TASK DESCRIPTION:
How many lines in the material below contain the word "white"? Reply with the number alone.

══ DATASET ENTRIES ══

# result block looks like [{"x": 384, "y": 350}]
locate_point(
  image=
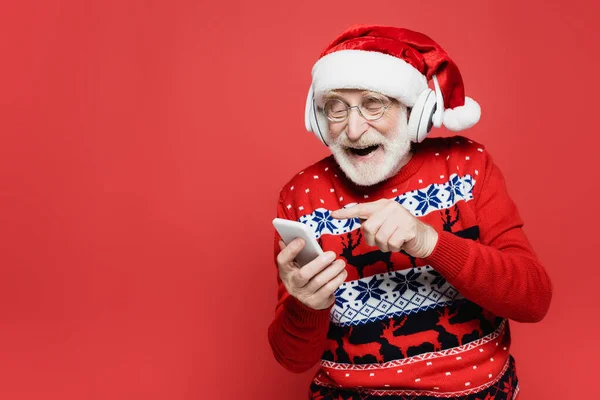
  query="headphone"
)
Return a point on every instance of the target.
[{"x": 427, "y": 112}]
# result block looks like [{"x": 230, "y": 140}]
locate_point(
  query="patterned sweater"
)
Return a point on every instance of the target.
[{"x": 411, "y": 328}]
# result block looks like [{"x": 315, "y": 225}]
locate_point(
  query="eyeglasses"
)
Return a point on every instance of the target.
[{"x": 370, "y": 108}]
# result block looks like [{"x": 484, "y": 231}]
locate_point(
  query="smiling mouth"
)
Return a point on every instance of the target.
[{"x": 365, "y": 151}]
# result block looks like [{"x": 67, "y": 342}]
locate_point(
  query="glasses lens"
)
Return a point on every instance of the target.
[
  {"x": 372, "y": 107},
  {"x": 335, "y": 110}
]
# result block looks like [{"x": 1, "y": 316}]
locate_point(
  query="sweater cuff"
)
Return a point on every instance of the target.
[
  {"x": 304, "y": 316},
  {"x": 450, "y": 254}
]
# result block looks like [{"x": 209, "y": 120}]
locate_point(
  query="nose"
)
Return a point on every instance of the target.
[{"x": 357, "y": 125}]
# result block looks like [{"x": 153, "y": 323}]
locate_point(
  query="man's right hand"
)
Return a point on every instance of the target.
[{"x": 315, "y": 283}]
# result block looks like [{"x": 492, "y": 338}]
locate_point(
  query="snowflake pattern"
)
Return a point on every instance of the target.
[
  {"x": 339, "y": 299},
  {"x": 427, "y": 199},
  {"x": 324, "y": 220},
  {"x": 391, "y": 294},
  {"x": 369, "y": 289},
  {"x": 419, "y": 202}
]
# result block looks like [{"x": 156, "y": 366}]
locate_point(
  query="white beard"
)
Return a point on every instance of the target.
[{"x": 396, "y": 147}]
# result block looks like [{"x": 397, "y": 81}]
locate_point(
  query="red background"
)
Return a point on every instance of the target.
[{"x": 142, "y": 148}]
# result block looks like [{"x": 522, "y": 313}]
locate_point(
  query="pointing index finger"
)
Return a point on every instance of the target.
[{"x": 362, "y": 211}]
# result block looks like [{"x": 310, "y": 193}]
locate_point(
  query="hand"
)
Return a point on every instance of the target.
[
  {"x": 313, "y": 284},
  {"x": 391, "y": 227}
]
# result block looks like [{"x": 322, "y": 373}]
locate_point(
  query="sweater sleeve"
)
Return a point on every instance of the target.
[
  {"x": 501, "y": 273},
  {"x": 298, "y": 333}
]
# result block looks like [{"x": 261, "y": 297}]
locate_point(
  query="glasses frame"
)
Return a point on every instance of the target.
[{"x": 349, "y": 108}]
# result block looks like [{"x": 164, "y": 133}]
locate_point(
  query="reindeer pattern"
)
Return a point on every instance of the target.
[{"x": 407, "y": 335}]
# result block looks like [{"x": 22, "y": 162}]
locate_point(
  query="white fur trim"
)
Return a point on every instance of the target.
[
  {"x": 370, "y": 70},
  {"x": 463, "y": 117}
]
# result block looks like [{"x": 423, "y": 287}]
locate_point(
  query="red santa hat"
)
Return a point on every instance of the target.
[{"x": 396, "y": 62}]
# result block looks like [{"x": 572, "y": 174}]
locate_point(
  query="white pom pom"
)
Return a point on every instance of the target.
[{"x": 462, "y": 117}]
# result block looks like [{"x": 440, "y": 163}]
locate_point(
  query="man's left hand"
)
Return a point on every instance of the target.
[{"x": 390, "y": 227}]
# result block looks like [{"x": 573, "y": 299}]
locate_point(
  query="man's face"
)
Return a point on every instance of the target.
[{"x": 369, "y": 151}]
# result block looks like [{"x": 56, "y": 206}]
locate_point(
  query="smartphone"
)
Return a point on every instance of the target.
[{"x": 290, "y": 230}]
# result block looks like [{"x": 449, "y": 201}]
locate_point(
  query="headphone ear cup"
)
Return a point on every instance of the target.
[{"x": 421, "y": 116}]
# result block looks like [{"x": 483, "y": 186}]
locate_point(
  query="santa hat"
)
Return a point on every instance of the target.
[{"x": 396, "y": 62}]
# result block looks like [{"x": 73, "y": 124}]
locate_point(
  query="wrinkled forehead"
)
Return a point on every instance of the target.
[{"x": 349, "y": 95}]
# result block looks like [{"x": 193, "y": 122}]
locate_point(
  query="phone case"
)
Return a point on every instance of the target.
[{"x": 289, "y": 230}]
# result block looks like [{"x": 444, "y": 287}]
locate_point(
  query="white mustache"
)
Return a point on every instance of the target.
[{"x": 368, "y": 139}]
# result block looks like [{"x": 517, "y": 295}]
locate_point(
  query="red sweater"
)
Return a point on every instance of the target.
[{"x": 415, "y": 327}]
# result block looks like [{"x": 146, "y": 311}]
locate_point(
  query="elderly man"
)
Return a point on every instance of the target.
[{"x": 425, "y": 260}]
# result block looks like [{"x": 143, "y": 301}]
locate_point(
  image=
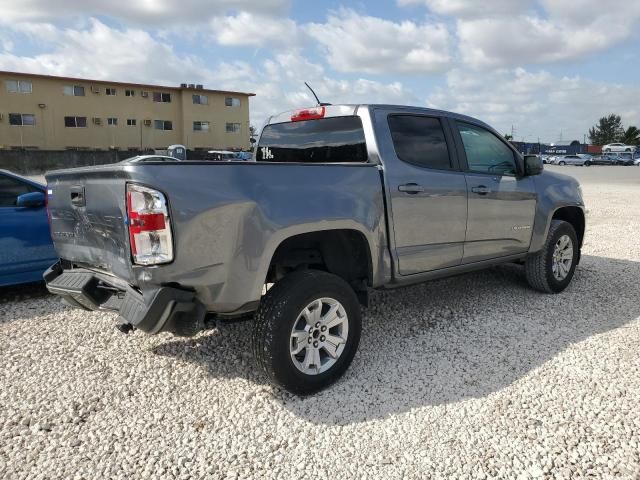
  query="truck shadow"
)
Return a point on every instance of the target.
[{"x": 442, "y": 342}]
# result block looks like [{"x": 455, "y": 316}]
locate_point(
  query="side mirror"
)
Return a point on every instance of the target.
[
  {"x": 533, "y": 165},
  {"x": 30, "y": 200}
]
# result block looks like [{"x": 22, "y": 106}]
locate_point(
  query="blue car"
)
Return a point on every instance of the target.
[{"x": 26, "y": 249}]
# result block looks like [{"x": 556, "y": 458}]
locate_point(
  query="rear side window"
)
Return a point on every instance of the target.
[
  {"x": 420, "y": 140},
  {"x": 10, "y": 189},
  {"x": 327, "y": 140}
]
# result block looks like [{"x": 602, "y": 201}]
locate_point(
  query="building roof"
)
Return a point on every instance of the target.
[{"x": 110, "y": 82}]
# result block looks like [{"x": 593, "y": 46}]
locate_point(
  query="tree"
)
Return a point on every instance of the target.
[
  {"x": 631, "y": 136},
  {"x": 608, "y": 130}
]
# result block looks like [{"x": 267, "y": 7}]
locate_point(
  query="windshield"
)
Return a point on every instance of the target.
[{"x": 327, "y": 140}]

═══

SOLUTION:
4